------ READING PASSAGE ------

The current methods used to estimate disability progression in clinical trials may be overestimating true disability by up to 30%, according to an MSBase analysis (Kalincik et al. Brain 2015;138(Pt 11):3287-3298).
MSBase evaluated different criteria used to estimate disability progression with data from 16,636 patients (112,584 patient-years). Progression rates varied widely according to the criteria used; the length of time used to confirm progression was the most important determinant of variance. The overall concordance rate of the different methods was low (17.3%).
For the most commonly used interval – EDSS change confirmed at three months – there was persistent disability in only 70% of patients at five years, indicating that about 30% of patients demonstrate “pseudoprogression”, and that their EDSS scores will improve during long-term follow-up. A longer confirmation period produced somewhat better results. The proportion of confirmed events that persisted over five years was 74%, 80% and 89% for disability progression confirmed at 6 months, 12 months and 24 months, respectively.
Overall, 11-34% of progression events were associated with regression of disability (i.e. EDSS score reduction) at five years. EDSS improvement after progression was more common in younger patients, those with smaller changes in disability scores, and with more frequent follow-ups.
The authors concluded that current estimates of confirmed disability progression in clinical trials could lead to spurious results, most notably in cohorts of younger patients with RRMS.
Dr. François Grand’Maison: This MSBase real-world observational study confirms earlier reports from randomized clinical trials (Rio et al. Ann Neurol 2006;59:344-352). One can only speculate about the multiple causes of pseudoprogression: inter- and intra-rater variability in the EDSS at low scores, assessments at different times of day, intercurrent conditions, variability in fatigue or pain, deconditioning-reconditioning, medication side effects and unrecognized relapses. A more intriguing possibility, for which there is no immunological or pathological evidence at this time, are true fluctuations in secondary progression.

------ DATA EXCERPTS ------

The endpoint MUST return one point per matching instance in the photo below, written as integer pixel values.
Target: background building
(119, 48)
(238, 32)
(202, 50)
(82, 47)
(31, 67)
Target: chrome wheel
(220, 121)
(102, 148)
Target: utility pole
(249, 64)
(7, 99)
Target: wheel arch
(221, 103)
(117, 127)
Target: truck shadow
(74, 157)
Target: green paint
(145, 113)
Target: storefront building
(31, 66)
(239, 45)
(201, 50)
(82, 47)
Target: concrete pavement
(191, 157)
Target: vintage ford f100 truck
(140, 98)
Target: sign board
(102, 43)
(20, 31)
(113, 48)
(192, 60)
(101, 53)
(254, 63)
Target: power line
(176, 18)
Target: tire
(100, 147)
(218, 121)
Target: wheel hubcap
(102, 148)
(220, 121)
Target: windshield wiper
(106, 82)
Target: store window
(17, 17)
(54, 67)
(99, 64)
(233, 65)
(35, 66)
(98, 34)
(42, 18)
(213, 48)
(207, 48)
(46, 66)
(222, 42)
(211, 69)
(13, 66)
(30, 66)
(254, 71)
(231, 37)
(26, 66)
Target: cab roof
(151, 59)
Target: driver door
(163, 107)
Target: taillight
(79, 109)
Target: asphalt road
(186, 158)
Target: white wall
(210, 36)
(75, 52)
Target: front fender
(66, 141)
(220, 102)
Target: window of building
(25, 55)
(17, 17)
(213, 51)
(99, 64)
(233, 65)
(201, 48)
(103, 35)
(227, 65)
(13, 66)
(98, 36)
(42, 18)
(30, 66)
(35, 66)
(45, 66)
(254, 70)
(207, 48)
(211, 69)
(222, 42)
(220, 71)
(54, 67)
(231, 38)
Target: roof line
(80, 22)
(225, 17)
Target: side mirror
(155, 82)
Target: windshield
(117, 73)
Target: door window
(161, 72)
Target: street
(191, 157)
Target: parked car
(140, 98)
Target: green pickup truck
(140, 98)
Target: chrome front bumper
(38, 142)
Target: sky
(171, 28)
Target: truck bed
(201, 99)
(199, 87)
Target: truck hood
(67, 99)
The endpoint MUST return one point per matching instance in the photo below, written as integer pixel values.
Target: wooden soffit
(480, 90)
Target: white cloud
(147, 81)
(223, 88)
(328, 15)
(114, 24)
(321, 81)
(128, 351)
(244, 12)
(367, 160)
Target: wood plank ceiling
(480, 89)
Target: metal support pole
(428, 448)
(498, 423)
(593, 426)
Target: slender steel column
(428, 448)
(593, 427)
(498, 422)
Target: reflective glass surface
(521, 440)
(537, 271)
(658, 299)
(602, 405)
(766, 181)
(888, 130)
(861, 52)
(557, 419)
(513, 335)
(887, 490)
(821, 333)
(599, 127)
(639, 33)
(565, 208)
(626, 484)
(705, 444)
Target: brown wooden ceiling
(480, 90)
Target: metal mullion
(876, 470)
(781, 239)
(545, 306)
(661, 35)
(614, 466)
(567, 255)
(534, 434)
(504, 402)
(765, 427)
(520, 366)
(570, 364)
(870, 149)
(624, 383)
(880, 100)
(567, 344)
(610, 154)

------

■ **WORK TASK**: Please explain in one to three sentences why, according to the MSBase summary, current clinical trial methods may overestimate disability progression by about 30%.

■ **COMPLETED EXERCISE**: The most commonly used criterion is an EDSS change confirmed at three months. Under that criterion, disability persisted at five years in only 70% of patients. About 30% therefore show "pseudoprogression," and their EDSS scores improve during long-term follow-up.